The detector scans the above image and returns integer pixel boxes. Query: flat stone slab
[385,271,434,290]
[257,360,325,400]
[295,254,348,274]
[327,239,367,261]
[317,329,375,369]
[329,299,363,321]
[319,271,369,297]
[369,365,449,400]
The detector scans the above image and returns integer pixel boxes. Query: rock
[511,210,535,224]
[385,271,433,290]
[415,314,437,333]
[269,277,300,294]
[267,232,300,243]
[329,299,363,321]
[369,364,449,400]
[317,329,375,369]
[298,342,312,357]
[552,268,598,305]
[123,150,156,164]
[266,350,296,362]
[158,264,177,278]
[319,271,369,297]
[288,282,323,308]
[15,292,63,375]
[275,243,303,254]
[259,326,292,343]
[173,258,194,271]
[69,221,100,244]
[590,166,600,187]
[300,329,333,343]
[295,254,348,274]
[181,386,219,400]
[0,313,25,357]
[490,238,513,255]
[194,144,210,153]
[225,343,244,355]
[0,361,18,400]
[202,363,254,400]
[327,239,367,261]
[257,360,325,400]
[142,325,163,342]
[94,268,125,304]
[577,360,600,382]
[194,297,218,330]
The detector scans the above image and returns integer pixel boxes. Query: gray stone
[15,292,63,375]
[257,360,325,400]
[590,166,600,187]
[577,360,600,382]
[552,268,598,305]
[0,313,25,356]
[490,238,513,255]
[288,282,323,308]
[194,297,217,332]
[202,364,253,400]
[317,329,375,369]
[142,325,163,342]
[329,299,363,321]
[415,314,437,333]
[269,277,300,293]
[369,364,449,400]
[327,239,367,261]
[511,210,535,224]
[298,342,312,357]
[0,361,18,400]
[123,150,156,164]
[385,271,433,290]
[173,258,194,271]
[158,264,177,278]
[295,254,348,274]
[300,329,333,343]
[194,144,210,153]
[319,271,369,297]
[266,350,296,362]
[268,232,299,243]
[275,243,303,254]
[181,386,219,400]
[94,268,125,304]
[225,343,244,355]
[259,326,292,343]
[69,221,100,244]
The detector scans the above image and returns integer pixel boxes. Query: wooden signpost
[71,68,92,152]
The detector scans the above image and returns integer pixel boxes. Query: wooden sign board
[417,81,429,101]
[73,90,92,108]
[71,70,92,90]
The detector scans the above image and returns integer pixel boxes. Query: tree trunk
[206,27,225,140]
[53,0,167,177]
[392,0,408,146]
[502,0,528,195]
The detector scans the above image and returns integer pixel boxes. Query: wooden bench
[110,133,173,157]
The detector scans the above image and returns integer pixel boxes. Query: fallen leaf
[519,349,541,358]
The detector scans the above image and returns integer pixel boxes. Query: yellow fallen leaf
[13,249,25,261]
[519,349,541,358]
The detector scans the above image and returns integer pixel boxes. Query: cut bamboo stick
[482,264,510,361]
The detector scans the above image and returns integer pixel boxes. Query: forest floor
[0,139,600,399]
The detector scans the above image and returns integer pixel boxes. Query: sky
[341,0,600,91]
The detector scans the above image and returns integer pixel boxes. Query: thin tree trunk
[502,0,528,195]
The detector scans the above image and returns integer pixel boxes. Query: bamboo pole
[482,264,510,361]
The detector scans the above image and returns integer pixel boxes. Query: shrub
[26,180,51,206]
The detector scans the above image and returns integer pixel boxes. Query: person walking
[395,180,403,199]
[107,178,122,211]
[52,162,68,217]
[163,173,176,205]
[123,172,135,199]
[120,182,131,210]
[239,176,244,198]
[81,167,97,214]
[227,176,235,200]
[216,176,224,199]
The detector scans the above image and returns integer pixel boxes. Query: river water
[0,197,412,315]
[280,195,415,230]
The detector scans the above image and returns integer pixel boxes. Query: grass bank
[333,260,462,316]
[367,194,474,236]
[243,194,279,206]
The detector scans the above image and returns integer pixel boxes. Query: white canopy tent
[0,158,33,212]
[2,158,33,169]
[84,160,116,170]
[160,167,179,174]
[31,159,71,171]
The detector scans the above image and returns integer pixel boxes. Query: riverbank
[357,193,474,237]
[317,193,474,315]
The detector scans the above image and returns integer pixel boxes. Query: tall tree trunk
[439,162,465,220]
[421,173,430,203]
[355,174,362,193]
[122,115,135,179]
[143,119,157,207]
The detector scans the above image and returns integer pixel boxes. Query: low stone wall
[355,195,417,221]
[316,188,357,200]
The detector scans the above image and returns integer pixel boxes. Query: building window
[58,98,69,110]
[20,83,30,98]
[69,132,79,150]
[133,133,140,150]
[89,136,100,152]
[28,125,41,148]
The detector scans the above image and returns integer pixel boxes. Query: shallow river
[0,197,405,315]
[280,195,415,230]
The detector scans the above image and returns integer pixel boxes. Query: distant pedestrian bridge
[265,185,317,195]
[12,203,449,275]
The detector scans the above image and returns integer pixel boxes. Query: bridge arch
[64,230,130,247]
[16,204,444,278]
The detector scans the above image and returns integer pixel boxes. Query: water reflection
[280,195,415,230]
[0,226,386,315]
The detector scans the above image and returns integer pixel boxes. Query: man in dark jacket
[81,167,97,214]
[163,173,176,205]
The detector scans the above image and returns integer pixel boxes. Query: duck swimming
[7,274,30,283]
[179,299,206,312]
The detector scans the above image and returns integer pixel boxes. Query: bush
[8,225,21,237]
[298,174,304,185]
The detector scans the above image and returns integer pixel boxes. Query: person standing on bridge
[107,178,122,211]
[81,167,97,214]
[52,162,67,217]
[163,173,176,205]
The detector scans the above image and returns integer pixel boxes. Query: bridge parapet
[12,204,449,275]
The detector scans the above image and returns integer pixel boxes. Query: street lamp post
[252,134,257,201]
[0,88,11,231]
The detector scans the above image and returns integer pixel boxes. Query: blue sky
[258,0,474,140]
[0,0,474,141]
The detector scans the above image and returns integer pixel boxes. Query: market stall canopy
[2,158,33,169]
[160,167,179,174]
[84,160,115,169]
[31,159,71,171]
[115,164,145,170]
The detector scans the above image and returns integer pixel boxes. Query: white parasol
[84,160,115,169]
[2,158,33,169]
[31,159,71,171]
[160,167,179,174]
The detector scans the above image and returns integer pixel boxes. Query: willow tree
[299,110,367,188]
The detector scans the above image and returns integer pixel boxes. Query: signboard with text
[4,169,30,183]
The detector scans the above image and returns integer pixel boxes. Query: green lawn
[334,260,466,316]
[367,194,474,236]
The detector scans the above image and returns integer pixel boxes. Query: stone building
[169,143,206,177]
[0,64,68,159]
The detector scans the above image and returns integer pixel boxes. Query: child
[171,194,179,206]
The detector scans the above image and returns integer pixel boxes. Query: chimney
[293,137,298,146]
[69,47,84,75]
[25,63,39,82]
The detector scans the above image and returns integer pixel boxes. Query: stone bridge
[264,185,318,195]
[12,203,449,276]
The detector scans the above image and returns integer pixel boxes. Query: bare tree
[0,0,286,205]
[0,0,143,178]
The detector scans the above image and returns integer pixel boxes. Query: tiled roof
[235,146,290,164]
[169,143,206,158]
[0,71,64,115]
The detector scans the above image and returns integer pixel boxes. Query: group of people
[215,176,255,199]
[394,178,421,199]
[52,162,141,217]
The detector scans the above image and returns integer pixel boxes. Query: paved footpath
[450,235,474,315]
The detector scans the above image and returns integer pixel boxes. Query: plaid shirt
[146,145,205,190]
**********
Directions: Starting at the first line of the rows above and ending with the line that contains "[369,365,449,400]", both included, write those lines out again with their request line, shifting every bounding box coordinate up by 44.

Solved exercise:
The detector scans the above image and returns integer pixel boxes. Query: flat stone slab
[429,315,478,334]
[301,404,369,444]
[339,298,392,318]
[371,283,411,305]
[361,373,419,413]
[373,343,407,365]
[363,315,413,341]
[413,409,493,444]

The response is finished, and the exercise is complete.